Kutipan Dokumen:
▼▼▼

Dua puluh enam tahun telah berlalu sejak peluru negara menembus tubuh empat mahasiswa Universitas Trisakti pada 12 Mei 1998. Elang Mulia Lesmana, Heri Hertanto, Hafidin Royan, dan Hendriawan Sie gugur saat memperjuangkan suara rakyat. Mereka bukan kriminal. Mereka bukan pemberontak. Mereka mahasiswa yang menginginkan perubahan: reformasi.
Namun hingga hari ini, tidak satu pun aktor negara yang bertanggung jawab atas pembunuhan itu pernah diadili. Tidak ada dakwaan, tidak ada putusan pengadilan, dan tentu saja tidak ada keadilan. Yang ada hanya upacara tahunan, tabur bunga, dan pernyataan belasungkawa. Tragedi Trisakti telah berubah menjadi monumen politik, bukan proses hukum
Komnas HAM telah menyatakan bahwa Tragedi Trisakti adalah pelanggaran hak asasi manusia berat. Penembakan mahasiswa dalam demonstrasi damai masuk dalam kategori pembunuhan di luar proses hukum (extrajudicial killing), yang merupakan kejahatan terhadap kemanusiaan menurut hukum internasional. Sesuai Pasal 104 UU No. 39 Tahun 1999 tentang HAM dan Pasal 9 UU No. 26 Tahun 2000 tentang Pengadilan HAM, kejahatan semacam ini tidak bisa dikompromikan, apalagi dilupakan.
Namun nyatanya, Kejaksaan Agung berkali-kali mengembalikan berkas penyelidikan Komnas HAM, beralasan “tidak cukup bukti.” Ini menunjukkan dua hal: lemahnya kemauan politik dan pengabaian terhadap supremasi hukum. Dalam sistem hukum modern, penolakan tanpa penyidikan menyeluruh dan pengadilan terbuka adalah bentuk impunitas terselubung.
Setiap tahun, masyarakat memperingati Tragedi Trisakti. Spanduk dibentang. Lilin dinyalakan. Foto-foto lama kembali beredar. Namun peringatan ini hanya mengulang luka, bukan menyembuhkannya. Apa artinya demokrasi yang diperjuangkan dengan darah jika pelurunya dibiarkan tak bertuan?
Tragedi Trisakti adalah bagian dari rangkaian pelanggaran HAM berat menjelang kejatuhan Orde Baru—bersama kasus Semanggi I, Semanggi II, dan penghilangan paksa aktivis. Sayangnya, negara cenderung menormalisasi tragedi ini sebagai bagian dari “proses sejarah” ketimbang sebagai tindak pidana berat. Hal ini menegaskan bahwa transisi demokrasi di Indonesia belum menyentuh akar keadilan.
Dalam negara hukum, pembunuhan tidak bisa diselesaikan dengan narasi. Pelaku harus diadili. Tidak cukup hanya memberi beasiswa kepada anak korban atau membangun tugu peringatan. Negara punya kewajiban konstitusional untuk mengusut dan menuntut pelaku ke pengadilan.

▲▲▲

Tugas Wajib A: Ambil setiap baris dari entri di bawah yang memuat kata "harvester".

Kutipan Data:

▼▼▼

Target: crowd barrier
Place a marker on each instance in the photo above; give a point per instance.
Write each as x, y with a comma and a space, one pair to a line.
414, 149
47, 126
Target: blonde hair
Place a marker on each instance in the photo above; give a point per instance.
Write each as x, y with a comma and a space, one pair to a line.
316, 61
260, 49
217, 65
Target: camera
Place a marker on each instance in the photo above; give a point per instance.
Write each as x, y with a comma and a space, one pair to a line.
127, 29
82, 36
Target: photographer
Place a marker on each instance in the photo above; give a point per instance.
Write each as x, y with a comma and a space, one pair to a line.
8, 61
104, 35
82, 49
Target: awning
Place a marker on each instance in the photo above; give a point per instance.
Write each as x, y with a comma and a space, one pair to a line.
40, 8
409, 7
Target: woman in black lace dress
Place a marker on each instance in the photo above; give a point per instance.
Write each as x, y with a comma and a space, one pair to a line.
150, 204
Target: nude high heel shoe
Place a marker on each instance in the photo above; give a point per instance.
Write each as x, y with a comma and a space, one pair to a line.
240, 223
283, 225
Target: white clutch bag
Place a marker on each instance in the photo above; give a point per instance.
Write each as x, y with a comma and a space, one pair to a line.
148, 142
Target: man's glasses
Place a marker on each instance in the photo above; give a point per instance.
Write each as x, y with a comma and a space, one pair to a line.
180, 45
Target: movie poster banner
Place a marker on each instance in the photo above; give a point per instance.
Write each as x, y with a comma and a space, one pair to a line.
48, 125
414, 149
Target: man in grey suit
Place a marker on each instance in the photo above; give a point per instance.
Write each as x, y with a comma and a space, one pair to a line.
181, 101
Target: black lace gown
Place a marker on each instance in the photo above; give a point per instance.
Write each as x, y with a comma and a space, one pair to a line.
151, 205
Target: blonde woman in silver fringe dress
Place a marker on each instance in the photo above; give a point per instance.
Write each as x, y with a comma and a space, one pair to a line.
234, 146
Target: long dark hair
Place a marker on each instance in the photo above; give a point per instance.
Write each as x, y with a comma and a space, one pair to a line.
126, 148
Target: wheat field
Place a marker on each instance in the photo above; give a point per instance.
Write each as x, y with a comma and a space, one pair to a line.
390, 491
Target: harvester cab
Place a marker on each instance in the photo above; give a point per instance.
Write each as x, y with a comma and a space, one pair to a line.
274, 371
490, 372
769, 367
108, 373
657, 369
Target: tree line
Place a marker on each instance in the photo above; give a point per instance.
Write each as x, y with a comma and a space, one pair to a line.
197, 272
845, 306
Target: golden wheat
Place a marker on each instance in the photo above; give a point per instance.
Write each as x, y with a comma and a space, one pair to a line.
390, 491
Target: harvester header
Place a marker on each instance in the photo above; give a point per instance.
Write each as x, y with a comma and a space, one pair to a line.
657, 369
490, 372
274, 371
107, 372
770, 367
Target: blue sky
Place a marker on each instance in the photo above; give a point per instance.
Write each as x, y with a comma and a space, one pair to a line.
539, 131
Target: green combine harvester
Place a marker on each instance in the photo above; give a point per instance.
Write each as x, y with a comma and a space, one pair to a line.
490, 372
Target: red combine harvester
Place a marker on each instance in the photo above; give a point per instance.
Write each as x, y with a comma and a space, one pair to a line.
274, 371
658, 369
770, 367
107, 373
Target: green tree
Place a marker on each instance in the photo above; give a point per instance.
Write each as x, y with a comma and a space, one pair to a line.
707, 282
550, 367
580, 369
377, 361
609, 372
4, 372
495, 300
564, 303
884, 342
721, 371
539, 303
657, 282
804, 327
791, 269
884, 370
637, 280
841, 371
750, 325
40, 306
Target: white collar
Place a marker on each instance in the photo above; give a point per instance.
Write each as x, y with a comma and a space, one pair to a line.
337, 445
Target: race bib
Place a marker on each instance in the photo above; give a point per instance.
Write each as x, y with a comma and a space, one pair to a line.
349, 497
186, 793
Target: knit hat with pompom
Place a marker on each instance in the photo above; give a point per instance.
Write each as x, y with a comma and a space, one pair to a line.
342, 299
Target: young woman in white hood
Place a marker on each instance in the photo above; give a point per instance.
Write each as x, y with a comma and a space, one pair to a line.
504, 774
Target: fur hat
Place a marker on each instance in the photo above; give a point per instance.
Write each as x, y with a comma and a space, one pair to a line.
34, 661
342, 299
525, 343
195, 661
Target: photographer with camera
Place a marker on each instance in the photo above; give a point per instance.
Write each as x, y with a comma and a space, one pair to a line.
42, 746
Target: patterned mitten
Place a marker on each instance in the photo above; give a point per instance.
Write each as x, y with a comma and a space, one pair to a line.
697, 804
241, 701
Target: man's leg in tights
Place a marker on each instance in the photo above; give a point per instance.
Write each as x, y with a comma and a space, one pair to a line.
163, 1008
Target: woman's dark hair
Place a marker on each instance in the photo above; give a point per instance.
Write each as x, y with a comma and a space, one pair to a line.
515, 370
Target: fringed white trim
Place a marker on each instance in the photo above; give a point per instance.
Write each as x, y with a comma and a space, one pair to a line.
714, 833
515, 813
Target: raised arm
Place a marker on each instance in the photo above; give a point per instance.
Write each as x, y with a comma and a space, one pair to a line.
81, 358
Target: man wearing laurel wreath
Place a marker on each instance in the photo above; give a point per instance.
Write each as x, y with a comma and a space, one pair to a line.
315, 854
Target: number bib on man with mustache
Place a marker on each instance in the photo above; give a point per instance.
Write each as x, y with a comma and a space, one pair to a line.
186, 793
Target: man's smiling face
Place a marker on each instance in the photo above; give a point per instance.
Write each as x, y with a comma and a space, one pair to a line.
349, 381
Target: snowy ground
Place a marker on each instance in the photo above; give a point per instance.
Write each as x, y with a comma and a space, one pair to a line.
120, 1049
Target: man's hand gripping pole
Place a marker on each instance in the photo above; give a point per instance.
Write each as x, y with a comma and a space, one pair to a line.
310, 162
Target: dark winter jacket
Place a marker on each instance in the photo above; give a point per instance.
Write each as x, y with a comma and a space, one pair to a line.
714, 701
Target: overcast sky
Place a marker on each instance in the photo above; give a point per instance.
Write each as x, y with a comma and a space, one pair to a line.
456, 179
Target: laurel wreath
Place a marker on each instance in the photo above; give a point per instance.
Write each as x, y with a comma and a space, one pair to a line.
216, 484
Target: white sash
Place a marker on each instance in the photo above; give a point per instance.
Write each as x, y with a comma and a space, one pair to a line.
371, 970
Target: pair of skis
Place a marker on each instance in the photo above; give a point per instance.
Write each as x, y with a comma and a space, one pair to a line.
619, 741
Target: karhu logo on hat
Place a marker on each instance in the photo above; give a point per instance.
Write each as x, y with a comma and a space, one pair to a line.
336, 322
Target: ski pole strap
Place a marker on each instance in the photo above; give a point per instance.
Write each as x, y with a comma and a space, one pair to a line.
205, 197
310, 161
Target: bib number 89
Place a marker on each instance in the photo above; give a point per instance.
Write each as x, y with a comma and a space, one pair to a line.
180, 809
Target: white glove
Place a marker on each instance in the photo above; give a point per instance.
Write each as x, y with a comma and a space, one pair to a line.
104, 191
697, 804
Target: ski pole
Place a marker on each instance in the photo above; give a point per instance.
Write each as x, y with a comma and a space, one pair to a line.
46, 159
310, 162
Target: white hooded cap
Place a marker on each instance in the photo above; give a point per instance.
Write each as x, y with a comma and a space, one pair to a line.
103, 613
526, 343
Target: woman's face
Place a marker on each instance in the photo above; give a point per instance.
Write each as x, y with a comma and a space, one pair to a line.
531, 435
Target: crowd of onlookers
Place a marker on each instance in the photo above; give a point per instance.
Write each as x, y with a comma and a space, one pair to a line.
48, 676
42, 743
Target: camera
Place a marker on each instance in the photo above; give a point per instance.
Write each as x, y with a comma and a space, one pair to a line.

▲▲▲

Tugas Wajib B: Menurut kutipan dokumen di atas, apa alasan Kejaksaan Agung berkali-kali mengembalikan berkas penyelidikan Komnas HAM?

Penyelesaian Tugas A:
Target: harvester cab
Target: harvester header
Target: green combine harvester
Target: red combine harvester

Penyelesaian Tugas B: Alasannya "tidak cukup bukti."